Raw data start

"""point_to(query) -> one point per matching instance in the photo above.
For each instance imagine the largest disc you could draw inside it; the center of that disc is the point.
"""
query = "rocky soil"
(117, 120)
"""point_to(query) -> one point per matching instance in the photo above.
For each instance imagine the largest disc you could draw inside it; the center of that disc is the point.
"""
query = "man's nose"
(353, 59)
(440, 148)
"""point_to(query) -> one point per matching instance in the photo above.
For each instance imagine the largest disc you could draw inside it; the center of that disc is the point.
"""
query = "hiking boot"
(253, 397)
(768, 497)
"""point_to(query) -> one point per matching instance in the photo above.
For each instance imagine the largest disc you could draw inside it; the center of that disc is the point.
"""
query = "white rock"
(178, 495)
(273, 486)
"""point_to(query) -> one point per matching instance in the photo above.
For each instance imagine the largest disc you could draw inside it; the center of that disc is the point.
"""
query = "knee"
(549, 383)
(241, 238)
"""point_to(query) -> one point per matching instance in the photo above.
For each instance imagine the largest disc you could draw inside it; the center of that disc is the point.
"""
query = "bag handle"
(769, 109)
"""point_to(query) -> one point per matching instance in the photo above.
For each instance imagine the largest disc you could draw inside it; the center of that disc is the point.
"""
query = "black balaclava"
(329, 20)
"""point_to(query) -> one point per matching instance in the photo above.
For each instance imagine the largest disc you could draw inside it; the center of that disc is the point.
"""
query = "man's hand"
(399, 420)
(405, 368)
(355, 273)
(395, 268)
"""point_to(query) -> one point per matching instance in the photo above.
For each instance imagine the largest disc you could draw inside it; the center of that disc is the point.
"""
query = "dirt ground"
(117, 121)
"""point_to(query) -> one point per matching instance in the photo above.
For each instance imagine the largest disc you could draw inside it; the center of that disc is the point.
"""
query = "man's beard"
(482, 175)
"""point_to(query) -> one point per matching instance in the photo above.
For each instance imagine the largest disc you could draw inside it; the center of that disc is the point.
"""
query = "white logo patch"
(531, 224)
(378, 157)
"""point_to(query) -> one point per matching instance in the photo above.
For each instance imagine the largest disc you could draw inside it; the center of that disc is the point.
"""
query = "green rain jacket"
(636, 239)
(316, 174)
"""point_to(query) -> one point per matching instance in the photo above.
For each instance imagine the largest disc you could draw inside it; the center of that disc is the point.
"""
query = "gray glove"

Raw data end

**Requirement:**
Reproduce each entry exactly, leaving out nothing.

**Reply:**
"""point_to(query) -> one point per matching instance in the photo above.
For each instance imagine the largest disc you could draw inside it; the center of that disc is the point.
"""
query = "rocky soil"
(117, 120)
"""point_to(query) -> one point per matching instance in the photo above.
For each instance imagine the largest disc you could draw inside it; the center of that disc is the point.
"""
query = "man's nose"
(353, 59)
(440, 148)
"""point_to(query) -> one point per matching instance in the photo above.
For each instance imagine the largest disc you could draw inside it; the center of that disc is the point.
"""
query = "hiking boot"
(253, 397)
(768, 497)
"""point_to(query) -> one point per matching instance in the photo above.
For each instance imagine the largest disc you could draw inside it; the center of that disc is the point.
"""
query = "white rock"
(178, 495)
(273, 486)
"""point_to(query) -> one point per matching instance in the photo above.
For each instance imagine the largest disc you could draw inside it; the center of that disc is the point.
"""
query = "knee"
(549, 383)
(241, 238)
"""point_to(query) -> one point per matching instance in the photo above.
For each instance imagine the largest disc you could draw inside it; the center of that disc is the point.
"""
query = "bag handle"
(769, 109)
"""point_to(query) -> one point per matching instance in the photo above.
For each instance imagine the largest disc you could draw inside it; the center of that disc is the point.
"""
query = "black balaclava"
(329, 20)
"""point_to(query) -> one point per matching instance in the photo above.
For each instance imagine the largest disc you could draw inside it; the center of that disc is the point.
"""
query = "man's hand"
(399, 420)
(405, 368)
(355, 273)
(395, 268)
"""point_to(query) -> one point per matching instance in the photo above.
For each instance imagine the largest disc you could draw inside it; the center of that disc is the point.
"""
query = "dirt ground"
(117, 121)
"""point_to(query) -> one point per matching instance in the photo above.
For each instance imagine the largest disc you could draw inside it; the center of that disc is the point.
"""
query = "man's beard"
(482, 175)
"""point_to(query) -> one point per matching instance in the photo above.
For each instance imagine the largest disc you could draw inside it; the center of that disc is the point.
"""
query = "white logo patch"
(531, 224)
(378, 157)
"""point_to(query) -> one point per matching instance in the photo above.
For each instance imagine the largest disc you could draw inside it; the center of that disc is the point.
"""
query = "green rain jacket"
(636, 239)
(316, 174)
"""point_to(query) -> one point per matching instance in the photo above.
For each instance imagine the largest disc you could draw inside it; the center of that disc is the point.
"""
query = "gray glove"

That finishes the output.